- [Task A]: In the article about the BP Blossoms, what is Bria Baldwin's batting average this year?
- [Task B]: Name every underclassman that the article about the BP Blossoms places in the starting lineup.
- [Task C]: Write the next part of the article about the BP Blossoms, starting after its last sentence.

- [Extract]:
● ● ● ●

The secret to BP’s repeated success has been that it has never had a huge senior class that it couldn’t replace and it has always had underclassmen coming up through the ranks. This year is no different as sophomores Tessa Ivers and Madison Worke and eighth grader Bria Baldwin are all in the starting lineup.

Last year Baldwin was in the stands cheering on the Blossoms at state and this year she’s hitting .444 and playing in the outfield for BP after she worked her way into the lineup a few games into the season.

“I’ve always wanted to play with them since I was little. I always watched them,” Baldwin said. “From the start it was intimidating, but as I’ve gone through it my nerves have gone down and I’ve gotten used to it.”Krell understands what it’s like to play with older teammates and she’s done her best to make BP’s younger players feel welcome this season.

“All three of us seniors try to lead by example,” Krell said. “It’s important to make sure those young kids feel important and involved, because we were all once the young kids on the team. They’ve all been doing a great job.”

The senior leadership the Blossoms have had in recent years is what has kept the program in amongst the elite squads in Class ‘A.’ BP head coach Ali Mach said that her players have done a great job of taking ownership of the program and showing the way to their younger teammates.

● ● ● ●

- [Record extracts]:
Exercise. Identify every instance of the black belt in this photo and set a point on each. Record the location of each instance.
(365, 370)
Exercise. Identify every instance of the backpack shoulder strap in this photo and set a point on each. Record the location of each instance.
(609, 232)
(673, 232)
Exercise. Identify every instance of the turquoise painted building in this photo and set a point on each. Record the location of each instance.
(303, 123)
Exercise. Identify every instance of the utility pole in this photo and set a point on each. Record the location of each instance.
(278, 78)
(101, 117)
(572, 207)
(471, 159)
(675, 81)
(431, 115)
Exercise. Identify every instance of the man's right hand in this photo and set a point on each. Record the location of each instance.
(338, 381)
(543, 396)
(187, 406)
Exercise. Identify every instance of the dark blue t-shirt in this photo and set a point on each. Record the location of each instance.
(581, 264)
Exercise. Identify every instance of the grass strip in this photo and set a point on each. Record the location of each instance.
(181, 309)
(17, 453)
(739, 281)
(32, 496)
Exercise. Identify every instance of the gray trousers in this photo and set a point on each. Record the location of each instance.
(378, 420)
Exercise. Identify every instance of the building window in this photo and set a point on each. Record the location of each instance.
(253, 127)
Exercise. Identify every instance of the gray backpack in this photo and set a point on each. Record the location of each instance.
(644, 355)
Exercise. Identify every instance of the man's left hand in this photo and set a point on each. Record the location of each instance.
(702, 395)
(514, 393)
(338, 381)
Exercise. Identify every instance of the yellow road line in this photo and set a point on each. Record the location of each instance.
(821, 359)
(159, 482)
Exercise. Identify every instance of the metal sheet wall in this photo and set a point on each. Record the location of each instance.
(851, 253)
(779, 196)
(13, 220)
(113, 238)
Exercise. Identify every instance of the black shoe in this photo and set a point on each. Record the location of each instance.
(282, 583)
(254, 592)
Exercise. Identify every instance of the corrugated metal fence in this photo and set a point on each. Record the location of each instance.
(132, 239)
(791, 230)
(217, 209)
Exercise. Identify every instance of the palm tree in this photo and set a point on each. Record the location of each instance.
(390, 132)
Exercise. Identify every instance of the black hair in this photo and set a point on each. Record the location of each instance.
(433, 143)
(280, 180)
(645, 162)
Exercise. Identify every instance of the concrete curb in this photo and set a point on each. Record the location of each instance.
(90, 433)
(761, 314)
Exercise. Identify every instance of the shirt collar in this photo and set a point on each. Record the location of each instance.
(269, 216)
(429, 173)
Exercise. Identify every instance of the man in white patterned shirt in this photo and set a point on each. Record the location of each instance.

● ● ● ●

- [Written answer A]: .444

- [Written answer B]: Tessa Ivers, Madison Worke, Bria Baldwin

- [Written answer C]:
“This group of girls is lucky they’re one of twenty four teams in the state still playing and some of them have done it four times now. You’re not going to find that in many places,” Mach said. “I look back in the ten years I’ve been here and we truly have improved every time. These girls have worked to be better and they don’t compare themselves to each other or past teams.”

Sam Ivers said she has seen support grow for the team over the past four years. She recalled when the team made it to its first state tournament and not that many people followed BP softball.

“The first few years, people didn’t really know about the softball team when we went to state. Now we’ve got more people coming and the community involvement has improved,” Ivers said. “It adds more to the excitement and meaning of going to state.”